Task description – Return the line containing "Where is the purple fabric?" and all lines after it exactly; stop at the end of the material.

++++++++

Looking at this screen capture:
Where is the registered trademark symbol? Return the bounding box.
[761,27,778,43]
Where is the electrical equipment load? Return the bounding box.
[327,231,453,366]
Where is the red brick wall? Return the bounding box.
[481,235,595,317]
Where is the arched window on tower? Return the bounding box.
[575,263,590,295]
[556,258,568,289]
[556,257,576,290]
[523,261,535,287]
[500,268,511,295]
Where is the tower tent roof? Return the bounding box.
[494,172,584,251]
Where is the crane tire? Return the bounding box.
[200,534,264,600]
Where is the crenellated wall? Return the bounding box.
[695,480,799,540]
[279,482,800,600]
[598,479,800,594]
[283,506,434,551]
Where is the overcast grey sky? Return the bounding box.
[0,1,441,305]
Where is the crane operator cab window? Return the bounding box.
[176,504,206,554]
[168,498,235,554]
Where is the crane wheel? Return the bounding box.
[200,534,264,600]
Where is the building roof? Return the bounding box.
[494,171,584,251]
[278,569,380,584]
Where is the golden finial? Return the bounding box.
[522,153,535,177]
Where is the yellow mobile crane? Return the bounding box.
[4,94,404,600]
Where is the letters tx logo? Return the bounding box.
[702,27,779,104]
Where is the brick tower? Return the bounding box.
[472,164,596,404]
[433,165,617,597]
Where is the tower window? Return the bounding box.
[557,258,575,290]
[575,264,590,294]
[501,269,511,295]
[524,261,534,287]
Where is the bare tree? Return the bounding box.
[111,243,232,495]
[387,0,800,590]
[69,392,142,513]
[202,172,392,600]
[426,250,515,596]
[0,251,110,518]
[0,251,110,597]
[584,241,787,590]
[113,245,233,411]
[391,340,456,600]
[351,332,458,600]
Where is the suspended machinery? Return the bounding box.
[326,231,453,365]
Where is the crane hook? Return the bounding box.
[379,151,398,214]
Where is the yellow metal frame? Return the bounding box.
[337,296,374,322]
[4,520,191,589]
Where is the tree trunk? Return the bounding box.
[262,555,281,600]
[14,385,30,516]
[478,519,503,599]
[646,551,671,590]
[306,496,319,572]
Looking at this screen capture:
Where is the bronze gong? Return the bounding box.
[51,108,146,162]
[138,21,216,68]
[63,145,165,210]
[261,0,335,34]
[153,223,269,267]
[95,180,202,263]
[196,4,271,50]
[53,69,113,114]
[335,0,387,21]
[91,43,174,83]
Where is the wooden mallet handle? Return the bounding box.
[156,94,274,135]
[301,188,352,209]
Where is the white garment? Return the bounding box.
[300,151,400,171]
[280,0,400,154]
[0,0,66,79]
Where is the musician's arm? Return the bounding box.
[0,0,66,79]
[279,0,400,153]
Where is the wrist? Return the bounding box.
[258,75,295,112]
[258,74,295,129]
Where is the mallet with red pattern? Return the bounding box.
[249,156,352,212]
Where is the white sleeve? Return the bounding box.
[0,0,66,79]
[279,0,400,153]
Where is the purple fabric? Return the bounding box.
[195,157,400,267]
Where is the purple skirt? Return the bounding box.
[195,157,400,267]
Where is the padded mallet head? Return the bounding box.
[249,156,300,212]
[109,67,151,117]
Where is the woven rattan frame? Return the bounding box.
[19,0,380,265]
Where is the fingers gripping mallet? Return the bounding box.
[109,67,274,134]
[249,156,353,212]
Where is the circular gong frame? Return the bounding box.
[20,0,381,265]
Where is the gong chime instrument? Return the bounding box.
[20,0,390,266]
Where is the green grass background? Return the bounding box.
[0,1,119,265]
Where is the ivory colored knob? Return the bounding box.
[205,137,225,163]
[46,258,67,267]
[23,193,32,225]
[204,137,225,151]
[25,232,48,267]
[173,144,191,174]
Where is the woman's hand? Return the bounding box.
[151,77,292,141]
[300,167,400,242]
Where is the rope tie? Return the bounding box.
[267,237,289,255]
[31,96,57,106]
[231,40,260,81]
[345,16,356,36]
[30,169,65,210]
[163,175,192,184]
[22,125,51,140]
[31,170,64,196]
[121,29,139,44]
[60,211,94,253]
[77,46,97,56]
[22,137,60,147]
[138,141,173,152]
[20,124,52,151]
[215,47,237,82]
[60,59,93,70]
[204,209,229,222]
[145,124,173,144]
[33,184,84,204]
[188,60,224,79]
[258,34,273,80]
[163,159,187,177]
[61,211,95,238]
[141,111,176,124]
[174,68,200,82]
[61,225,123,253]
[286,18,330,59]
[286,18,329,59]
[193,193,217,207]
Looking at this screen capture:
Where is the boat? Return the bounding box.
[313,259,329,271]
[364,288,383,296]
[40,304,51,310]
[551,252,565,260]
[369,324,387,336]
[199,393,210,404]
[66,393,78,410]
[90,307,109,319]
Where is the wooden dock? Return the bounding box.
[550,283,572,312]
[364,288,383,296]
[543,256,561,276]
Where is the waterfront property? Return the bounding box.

++++++++

Completed exercise –
Where is the purple fabric? Return the bounding box.
[195,157,400,267]
Where is the purple skirt? Return the bounding box.
[195,157,400,267]
Where is the padded mallet head? Return the bounding box.
[249,156,300,212]
[109,67,151,117]
Where is the woven rattan frame? Return the bounding box.
[19,0,380,265]
Where is the fingers gripping mallet? Return the bounding box.
[109,67,274,134]
[249,156,353,212]
Where is the circular gong frame? Return the bounding box.
[20,0,381,265]
Where is the gong chime instrument? Return the bounding box.
[20,0,390,266]
Where is the green grass background? Return the bounding box.
[0,1,119,265]
Where is the ivory colored knob? Return the bounding box.
[205,137,225,163]
[46,258,67,267]
[23,193,32,225]
[204,137,225,151]
[25,232,48,267]
[173,144,191,174]
Where is the woman's hand? Return the bounding box.
[151,77,292,141]
[300,167,400,242]
Where is the rope tie? Return the bounding box.
[267,237,289,255]
[31,96,57,106]
[231,40,260,81]
[345,16,356,36]
[30,169,65,210]
[163,175,192,184]
[22,125,51,140]
[31,170,64,196]
[121,29,139,44]
[60,211,94,253]
[77,46,97,56]
[22,137,60,147]
[138,141,173,152]
[20,124,52,151]
[215,47,237,82]
[60,59,93,70]
[204,209,229,222]
[145,124,173,144]
[33,184,84,204]
[188,60,224,79]
[258,34,273,80]
[163,159,187,177]
[61,211,95,238]
[141,111,176,124]
[174,68,200,82]
[61,225,123,253]
[286,18,330,59]
[286,18,329,59]
[193,193,217,207]
Looking at this screen capture:
Where is the boat? Return the bounding box.
[313,259,329,271]
[364,288,383,296]
[40,304,51,310]
[551,252,565,260]
[369,324,387,336]
[199,393,210,404]
[66,393,78,410]
[90,307,109,319]
Where is the wooden dock? Return the bounding box.
[550,283,572,312]
[364,288,383,296]
[543,256,561,276]
Where is the waterfront property? Return the bounding box.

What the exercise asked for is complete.